Excerpts from a detection dataset

════

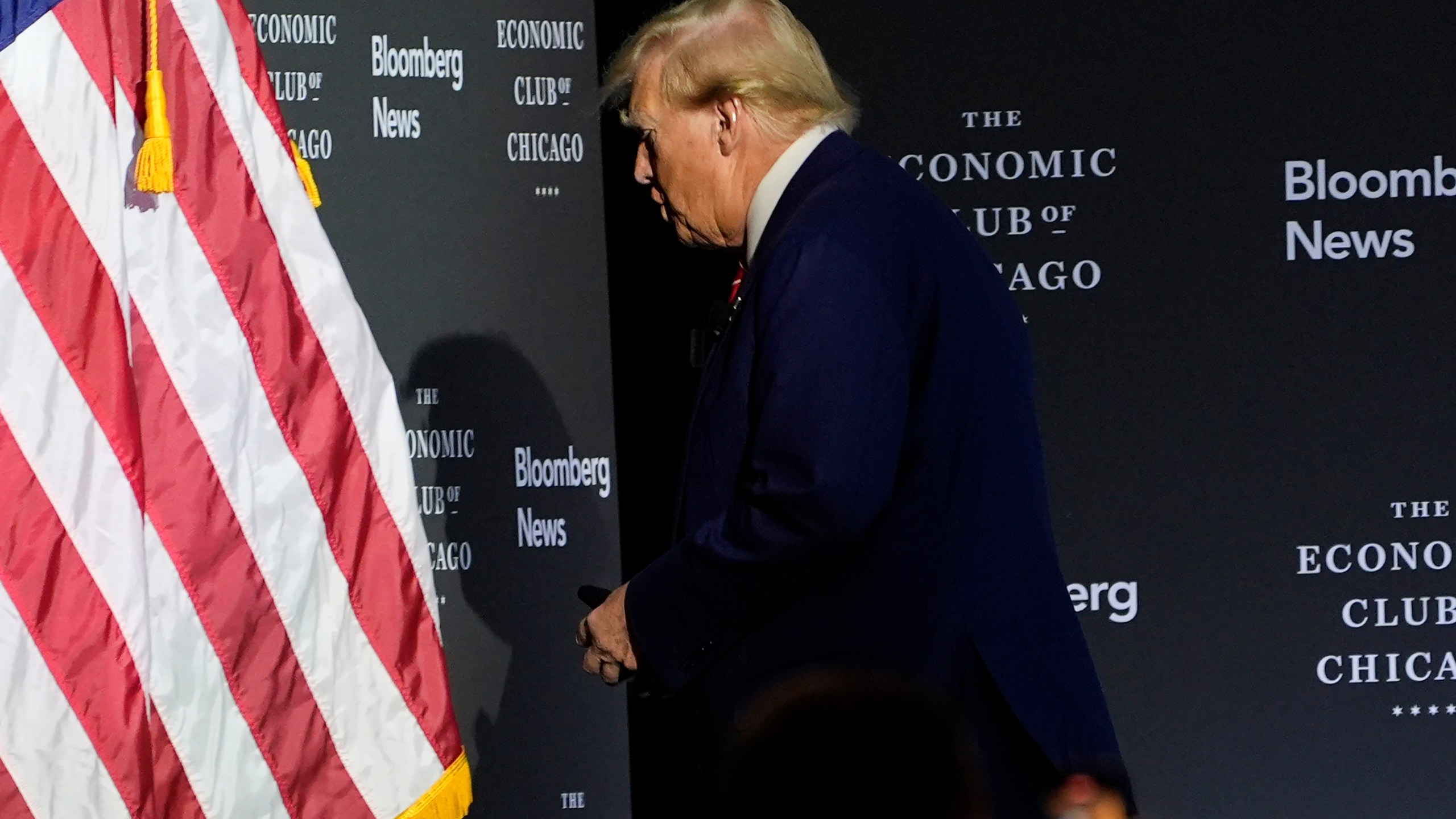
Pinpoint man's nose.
[632,142,652,185]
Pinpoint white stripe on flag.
[0,250,150,688]
[172,0,440,626]
[141,516,288,819]
[0,582,128,819]
[118,111,440,817]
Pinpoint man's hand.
[1047,774,1127,819]
[577,583,636,685]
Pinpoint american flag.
[0,0,470,819]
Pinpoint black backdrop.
[597,0,1456,817]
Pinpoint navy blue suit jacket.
[626,133,1126,816]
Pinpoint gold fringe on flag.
[137,0,173,194]
[288,140,323,207]
[399,751,471,819]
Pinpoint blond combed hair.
[604,0,859,140]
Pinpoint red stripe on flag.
[131,312,371,817]
[160,5,460,765]
[0,88,141,504]
[51,0,117,117]
[0,418,160,816]
[0,762,35,819]
[217,0,293,156]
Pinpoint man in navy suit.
[578,0,1130,819]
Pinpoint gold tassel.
[398,752,471,819]
[137,70,172,194]
[288,140,323,207]
[137,0,173,194]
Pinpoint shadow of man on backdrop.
[406,335,627,816]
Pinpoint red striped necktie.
[728,262,748,305]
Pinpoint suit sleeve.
[626,239,910,689]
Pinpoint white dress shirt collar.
[744,125,839,262]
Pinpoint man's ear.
[713,96,748,156]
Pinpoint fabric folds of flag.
[0,0,470,819]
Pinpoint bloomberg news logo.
[1284,155,1456,261]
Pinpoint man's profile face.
[627,58,728,248]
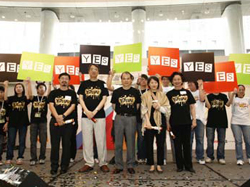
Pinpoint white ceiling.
[0,0,250,22]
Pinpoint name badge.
[35,112,42,118]
[180,91,187,95]
[65,96,71,101]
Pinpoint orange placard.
[53,56,84,84]
[148,47,180,76]
[204,61,238,93]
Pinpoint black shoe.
[112,169,123,174]
[60,169,67,174]
[50,170,57,175]
[176,168,183,172]
[186,168,195,173]
[128,168,135,174]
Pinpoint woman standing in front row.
[141,76,170,173]
[167,72,196,172]
[231,85,250,166]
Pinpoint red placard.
[204,61,238,93]
[148,47,180,76]
[53,56,84,84]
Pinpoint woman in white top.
[231,85,250,165]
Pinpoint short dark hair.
[88,64,100,72]
[121,71,134,80]
[14,83,25,96]
[36,82,47,91]
[59,72,70,80]
[169,71,185,84]
[148,76,160,89]
[161,76,169,80]
[141,74,148,80]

════

The problem
Express every line of the items above as a JSON list of strings, one string per line and no blank lines, leaving out the picture lines.

Answer to this task
[
  "Pinpoint man's nose.",
  "[632,142,652,185]",
  "Pinpoint white stripe on flag.",
  "[0,250,150,688]",
  "[172,0,440,626]",
  "[141,516,288,819]",
  "[0,582,128,819]",
  "[118,111,440,817]",
  "Pinpoint man's hand.",
  "[1047,774,1127,819]",
  "[577,583,636,685]",
  "Pinpoint american flag.",
  "[0,0,470,819]",
  "Pinpoint black backdrop.",
  "[597,0,1456,817]",
  "Pinpoint navy blue suit jacket.",
  "[626,133,1126,816]",
  "Pinpoint gold fringe on flag.",
  "[137,0,173,194]",
  "[288,140,323,207]",
  "[399,751,471,819]",
  "Pinpoint blond combed hair.",
  "[604,0,859,140]",
  "Pinpoint red stripe on flag.",
  "[131,312,371,817]",
  "[160,5,460,765]",
  "[0,88,141,504]",
  "[51,0,117,117]",
  "[0,418,160,816]",
  "[0,762,35,819]",
  "[217,0,293,156]",
  "Pinpoint man in navy suit.",
  "[578,0,1130,819]",
  "Pinpoint gold tassel.",
  "[398,752,471,819]",
  "[137,70,172,194]",
  "[288,140,323,207]",
  "[137,0,173,194]",
  "Pinpoint shadow of man on backdrop.",
  "[406,335,627,816]",
  "Pinpoint red striped necktie.",
  "[728,262,748,305]",
  "Pinpoint suit sleeve.",
  "[626,239,910,689]",
  "Pinpoint white dress shirt collar.",
  "[744,125,839,262]",
  "Pinpoint man's ear.",
  "[713,96,748,156]",
  "Pinpoint fabric folds of flag.",
  "[0,0,470,819]",
  "Pinpoint bloomberg news logo.",
  "[1284,155,1456,261]",
  "Pinpoint man's profile face.",
  "[627,58,728,248]",
  "Pinpoint white ceiling.",
  "[0,0,250,22]",
  "Pinpoint name badge.",
  "[35,112,42,118]",
  "[180,91,187,95]",
  "[65,96,71,101]",
  "Pinpoint orange placard.",
  "[53,56,84,84]",
  "[148,47,180,76]",
  "[204,61,238,93]",
  "Pinpoint black shoe.",
  "[112,169,123,174]",
  "[60,169,67,174]",
  "[50,170,57,175]",
  "[176,168,183,172]",
  "[186,168,195,173]",
  "[128,168,135,174]",
  "Pinpoint woman standing in front row.",
  "[141,76,170,173]",
  "[167,72,196,172]",
  "[231,85,250,166]",
  "Pinpoint red placard.",
  "[204,61,238,93]",
  "[148,47,180,76]",
  "[53,56,84,84]",
  "Pinpoint woman in white top.",
  "[231,85,250,165]",
  "Pinpoint short dark hair.",
  "[88,64,100,72]",
  "[121,71,134,80]",
  "[14,83,25,96]",
  "[36,82,47,91]",
  "[59,72,70,80]",
  "[169,71,185,84]",
  "[148,76,160,89]",
  "[161,76,169,80]",
  "[141,74,148,80]"
]